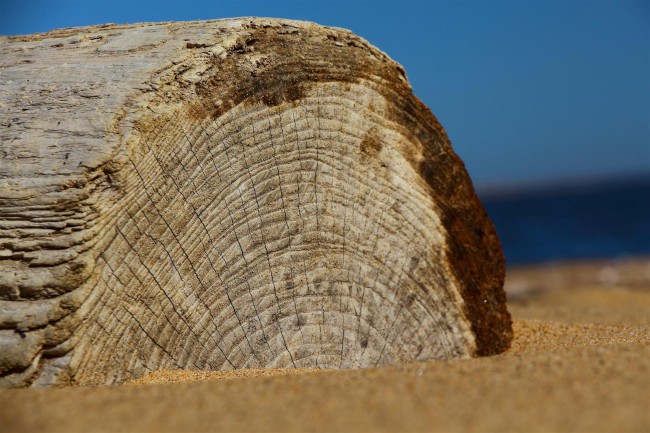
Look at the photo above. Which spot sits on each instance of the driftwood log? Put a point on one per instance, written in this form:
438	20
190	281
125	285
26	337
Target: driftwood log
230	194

...

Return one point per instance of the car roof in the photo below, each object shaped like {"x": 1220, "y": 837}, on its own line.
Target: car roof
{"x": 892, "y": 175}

...

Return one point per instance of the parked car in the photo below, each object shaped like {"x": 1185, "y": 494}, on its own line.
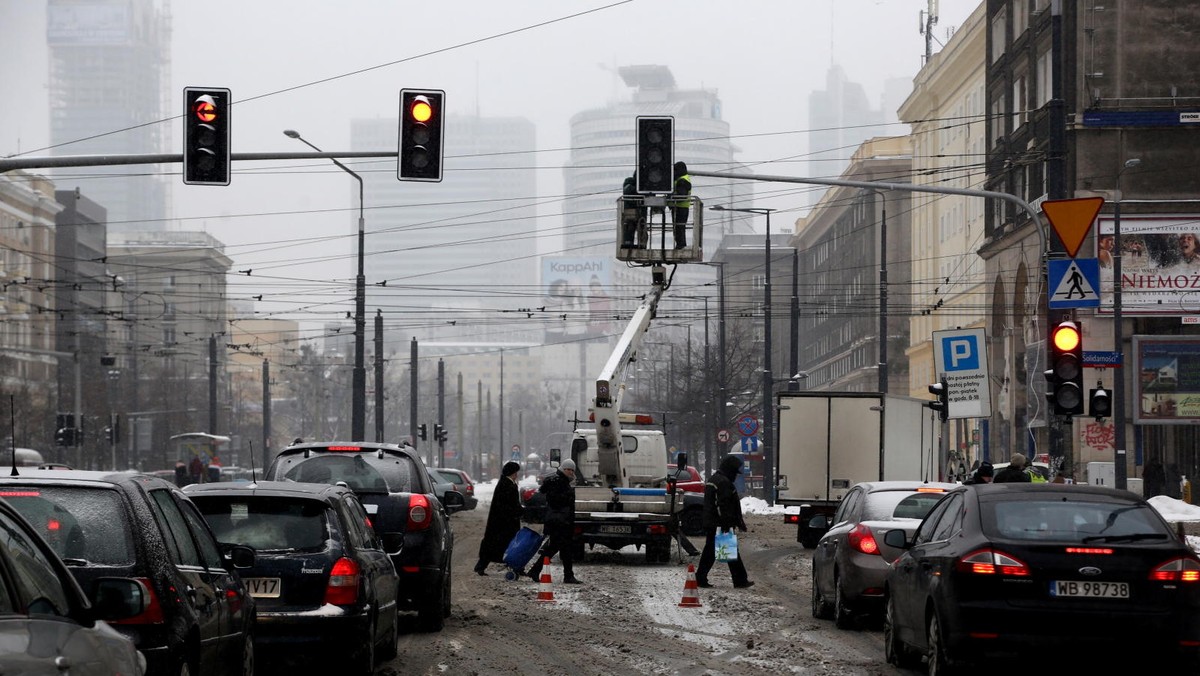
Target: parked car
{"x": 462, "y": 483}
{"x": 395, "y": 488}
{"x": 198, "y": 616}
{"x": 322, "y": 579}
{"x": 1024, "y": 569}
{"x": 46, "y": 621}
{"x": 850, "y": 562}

**What you should do:**
Reply with every line of the listing that has the string "like".

**The answer:**
Return one point per instance of the car roof in the photo below, each object shaped like {"x": 1220, "y": 837}, on its own line.
Return one point per instance of the parked car in the photo below, each object shaped like {"x": 1185, "y": 494}, on its own line.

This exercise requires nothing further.